TASK GOAL = Copy each line from the data that has the word "half" in it.
*** EXERCISE DATA ***
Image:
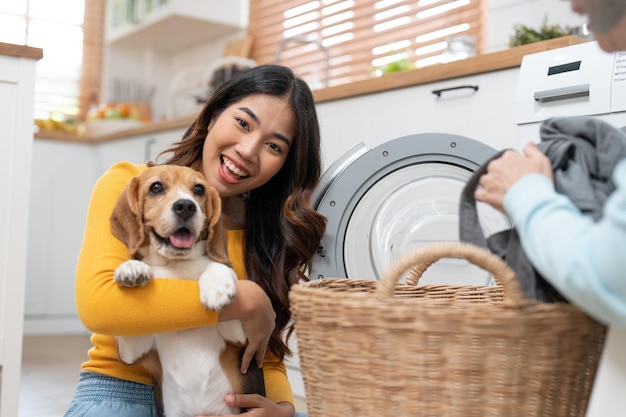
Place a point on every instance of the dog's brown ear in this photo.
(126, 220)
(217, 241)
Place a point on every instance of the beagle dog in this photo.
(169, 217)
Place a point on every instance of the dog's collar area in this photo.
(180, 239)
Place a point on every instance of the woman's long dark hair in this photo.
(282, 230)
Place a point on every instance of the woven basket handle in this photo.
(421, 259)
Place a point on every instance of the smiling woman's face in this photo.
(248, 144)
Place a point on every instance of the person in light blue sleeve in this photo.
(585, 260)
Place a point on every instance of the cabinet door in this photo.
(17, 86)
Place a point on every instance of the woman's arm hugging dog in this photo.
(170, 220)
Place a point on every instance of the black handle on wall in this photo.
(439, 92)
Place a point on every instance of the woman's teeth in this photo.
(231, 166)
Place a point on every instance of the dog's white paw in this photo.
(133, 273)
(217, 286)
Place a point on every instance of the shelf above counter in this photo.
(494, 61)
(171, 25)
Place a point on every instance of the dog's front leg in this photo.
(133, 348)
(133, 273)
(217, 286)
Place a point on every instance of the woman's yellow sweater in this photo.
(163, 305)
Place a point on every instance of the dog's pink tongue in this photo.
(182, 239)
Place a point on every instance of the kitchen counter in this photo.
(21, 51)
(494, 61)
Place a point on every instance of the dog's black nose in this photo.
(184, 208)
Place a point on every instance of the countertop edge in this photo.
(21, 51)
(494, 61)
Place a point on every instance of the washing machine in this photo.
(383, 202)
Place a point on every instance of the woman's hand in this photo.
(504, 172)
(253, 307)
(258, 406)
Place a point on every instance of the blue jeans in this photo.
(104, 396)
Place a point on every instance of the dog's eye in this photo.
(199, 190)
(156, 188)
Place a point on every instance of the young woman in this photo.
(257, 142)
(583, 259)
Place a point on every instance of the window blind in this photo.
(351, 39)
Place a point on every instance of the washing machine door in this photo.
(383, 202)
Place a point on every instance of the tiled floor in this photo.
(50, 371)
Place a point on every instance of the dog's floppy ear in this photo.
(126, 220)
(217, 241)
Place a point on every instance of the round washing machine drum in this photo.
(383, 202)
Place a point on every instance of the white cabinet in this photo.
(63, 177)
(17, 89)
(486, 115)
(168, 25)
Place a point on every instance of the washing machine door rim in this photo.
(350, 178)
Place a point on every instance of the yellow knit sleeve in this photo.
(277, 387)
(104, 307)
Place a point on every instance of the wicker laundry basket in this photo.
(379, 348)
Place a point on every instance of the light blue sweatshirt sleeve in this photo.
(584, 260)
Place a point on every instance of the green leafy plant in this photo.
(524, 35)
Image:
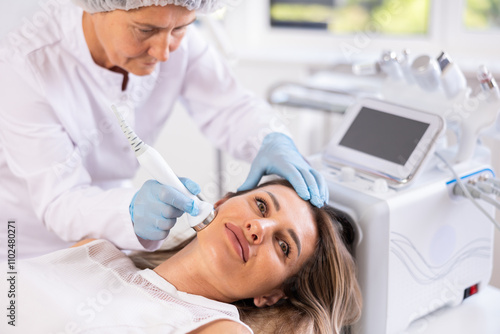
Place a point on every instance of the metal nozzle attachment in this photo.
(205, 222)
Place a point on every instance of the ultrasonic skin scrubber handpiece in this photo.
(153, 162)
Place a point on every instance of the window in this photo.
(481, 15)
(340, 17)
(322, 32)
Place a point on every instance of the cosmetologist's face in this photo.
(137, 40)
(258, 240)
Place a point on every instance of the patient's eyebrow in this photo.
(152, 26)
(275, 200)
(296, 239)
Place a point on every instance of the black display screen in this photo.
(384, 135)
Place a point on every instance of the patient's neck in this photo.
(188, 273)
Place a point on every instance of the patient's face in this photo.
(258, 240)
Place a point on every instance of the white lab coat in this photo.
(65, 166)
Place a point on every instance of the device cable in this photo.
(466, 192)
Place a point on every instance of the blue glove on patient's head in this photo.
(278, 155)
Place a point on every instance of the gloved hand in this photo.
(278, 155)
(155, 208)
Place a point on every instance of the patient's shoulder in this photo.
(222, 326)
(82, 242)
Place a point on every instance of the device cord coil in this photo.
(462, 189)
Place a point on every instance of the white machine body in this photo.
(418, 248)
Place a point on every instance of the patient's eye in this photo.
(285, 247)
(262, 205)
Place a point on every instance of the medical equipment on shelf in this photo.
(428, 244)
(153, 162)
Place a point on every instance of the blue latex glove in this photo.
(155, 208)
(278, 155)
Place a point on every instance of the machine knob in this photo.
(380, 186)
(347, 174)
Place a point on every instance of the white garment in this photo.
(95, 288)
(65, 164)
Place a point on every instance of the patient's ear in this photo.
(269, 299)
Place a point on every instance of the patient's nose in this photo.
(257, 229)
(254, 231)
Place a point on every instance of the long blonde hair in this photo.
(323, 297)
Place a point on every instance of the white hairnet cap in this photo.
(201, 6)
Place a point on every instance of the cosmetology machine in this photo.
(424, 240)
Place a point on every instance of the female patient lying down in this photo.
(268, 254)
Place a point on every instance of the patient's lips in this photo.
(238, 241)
***
*** EXERCISE DATA ***
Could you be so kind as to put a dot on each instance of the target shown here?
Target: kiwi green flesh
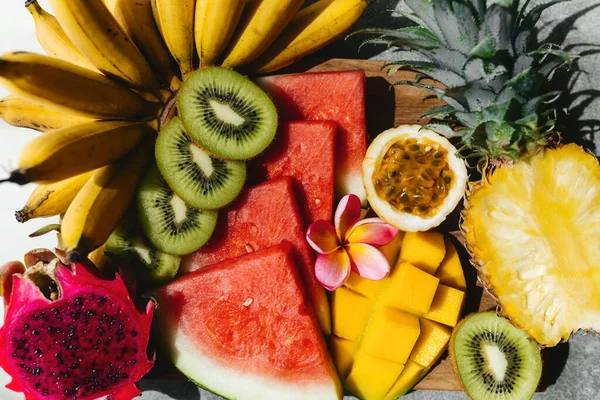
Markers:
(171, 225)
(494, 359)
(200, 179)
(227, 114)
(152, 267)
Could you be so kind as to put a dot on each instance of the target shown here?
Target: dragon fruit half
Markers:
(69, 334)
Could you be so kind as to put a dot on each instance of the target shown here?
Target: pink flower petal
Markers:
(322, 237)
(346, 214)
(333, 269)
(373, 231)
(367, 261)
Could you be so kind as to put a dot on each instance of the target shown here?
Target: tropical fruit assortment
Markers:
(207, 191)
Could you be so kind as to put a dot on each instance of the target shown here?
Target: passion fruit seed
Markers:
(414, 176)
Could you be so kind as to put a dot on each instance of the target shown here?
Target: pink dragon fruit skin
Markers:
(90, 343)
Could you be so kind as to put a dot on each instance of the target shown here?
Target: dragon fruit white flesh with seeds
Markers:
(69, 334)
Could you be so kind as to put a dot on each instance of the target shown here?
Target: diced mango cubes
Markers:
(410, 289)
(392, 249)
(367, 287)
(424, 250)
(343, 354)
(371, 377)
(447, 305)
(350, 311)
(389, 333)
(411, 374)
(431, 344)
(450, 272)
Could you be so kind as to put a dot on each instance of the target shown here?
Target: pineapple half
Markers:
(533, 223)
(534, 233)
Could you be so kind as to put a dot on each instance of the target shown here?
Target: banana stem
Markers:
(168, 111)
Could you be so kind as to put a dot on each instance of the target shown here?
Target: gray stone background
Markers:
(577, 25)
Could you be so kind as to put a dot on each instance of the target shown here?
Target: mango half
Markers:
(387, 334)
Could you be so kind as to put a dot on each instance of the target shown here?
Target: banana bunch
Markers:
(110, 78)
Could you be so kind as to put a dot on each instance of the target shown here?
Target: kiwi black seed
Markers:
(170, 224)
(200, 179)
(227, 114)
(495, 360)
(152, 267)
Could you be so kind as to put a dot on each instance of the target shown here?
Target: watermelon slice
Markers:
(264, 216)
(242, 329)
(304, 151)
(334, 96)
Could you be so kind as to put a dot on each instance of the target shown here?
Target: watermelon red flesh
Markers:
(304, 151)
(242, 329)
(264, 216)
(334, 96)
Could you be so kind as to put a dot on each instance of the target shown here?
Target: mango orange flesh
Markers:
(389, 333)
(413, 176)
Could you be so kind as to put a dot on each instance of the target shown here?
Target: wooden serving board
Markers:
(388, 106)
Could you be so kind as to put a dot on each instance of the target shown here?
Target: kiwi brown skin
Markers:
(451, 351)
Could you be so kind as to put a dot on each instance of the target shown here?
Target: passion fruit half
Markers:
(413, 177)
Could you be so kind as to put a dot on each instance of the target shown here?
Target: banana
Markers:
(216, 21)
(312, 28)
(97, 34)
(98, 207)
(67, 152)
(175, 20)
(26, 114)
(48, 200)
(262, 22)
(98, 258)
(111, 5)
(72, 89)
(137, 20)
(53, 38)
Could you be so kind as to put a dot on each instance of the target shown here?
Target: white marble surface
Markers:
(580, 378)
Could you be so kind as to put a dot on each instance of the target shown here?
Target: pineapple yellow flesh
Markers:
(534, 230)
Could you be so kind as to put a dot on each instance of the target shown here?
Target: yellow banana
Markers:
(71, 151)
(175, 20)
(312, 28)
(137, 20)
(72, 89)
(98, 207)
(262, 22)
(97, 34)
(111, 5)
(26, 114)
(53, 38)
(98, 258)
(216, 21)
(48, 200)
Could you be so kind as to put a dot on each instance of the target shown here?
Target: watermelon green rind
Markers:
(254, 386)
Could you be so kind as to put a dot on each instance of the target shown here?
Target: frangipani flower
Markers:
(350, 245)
***
*** EXERCISE DATA ***
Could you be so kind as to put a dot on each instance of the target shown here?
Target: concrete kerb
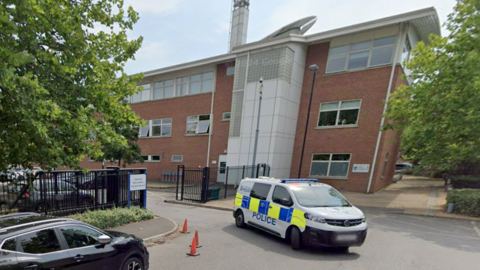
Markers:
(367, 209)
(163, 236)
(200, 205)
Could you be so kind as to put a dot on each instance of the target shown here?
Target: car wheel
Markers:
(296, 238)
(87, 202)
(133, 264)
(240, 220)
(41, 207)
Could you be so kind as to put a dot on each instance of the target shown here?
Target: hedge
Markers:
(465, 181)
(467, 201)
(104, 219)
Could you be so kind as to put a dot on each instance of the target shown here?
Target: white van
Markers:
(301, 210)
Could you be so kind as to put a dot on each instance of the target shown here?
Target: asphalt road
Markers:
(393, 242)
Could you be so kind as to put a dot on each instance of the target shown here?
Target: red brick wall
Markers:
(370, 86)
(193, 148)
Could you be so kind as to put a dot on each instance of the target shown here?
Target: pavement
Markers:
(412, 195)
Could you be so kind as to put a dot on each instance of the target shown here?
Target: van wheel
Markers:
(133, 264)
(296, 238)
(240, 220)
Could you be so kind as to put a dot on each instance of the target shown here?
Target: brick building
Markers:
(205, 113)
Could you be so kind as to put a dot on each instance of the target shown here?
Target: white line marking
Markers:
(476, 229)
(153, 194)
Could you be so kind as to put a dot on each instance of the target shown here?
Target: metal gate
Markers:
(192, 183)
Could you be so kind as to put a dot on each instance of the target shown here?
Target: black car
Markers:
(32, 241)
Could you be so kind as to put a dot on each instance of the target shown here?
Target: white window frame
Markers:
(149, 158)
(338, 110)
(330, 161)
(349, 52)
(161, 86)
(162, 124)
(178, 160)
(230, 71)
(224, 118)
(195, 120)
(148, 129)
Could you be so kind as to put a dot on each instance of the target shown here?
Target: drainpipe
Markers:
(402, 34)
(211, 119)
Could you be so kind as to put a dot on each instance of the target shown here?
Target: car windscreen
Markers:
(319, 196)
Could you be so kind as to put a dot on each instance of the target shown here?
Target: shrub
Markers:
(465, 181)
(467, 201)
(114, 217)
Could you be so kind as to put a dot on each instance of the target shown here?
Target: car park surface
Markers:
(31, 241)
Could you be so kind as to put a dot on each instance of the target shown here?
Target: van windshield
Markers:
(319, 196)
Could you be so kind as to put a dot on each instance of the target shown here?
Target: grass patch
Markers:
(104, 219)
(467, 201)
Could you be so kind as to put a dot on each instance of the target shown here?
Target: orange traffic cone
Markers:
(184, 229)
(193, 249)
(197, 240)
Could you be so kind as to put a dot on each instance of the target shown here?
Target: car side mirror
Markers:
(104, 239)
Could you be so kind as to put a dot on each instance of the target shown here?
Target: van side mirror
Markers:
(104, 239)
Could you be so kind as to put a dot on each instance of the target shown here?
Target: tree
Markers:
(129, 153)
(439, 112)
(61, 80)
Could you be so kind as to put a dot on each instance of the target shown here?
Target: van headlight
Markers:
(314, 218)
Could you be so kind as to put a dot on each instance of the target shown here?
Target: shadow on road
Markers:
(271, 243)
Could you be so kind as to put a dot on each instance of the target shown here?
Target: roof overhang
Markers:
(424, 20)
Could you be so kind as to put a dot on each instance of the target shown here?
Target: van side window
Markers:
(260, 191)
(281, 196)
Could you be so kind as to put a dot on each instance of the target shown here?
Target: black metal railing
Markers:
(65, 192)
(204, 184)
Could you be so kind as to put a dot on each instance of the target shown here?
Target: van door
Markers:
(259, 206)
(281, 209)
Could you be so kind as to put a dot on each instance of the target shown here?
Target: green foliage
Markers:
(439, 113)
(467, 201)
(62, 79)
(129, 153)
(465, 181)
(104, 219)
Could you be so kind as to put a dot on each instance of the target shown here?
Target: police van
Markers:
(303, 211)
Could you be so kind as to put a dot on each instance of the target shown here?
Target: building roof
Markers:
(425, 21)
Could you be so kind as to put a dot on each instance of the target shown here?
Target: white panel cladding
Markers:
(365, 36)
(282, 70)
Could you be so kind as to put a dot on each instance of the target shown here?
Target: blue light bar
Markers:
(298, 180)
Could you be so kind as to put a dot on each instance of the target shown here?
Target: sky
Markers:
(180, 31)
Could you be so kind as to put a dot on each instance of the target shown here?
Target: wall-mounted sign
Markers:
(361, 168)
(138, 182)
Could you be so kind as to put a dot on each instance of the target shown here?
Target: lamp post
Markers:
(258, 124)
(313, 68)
***
THE ANSWER =
Target: dragon fruit half
Target: pineapple half
Target: mango half
Target: passion fruit half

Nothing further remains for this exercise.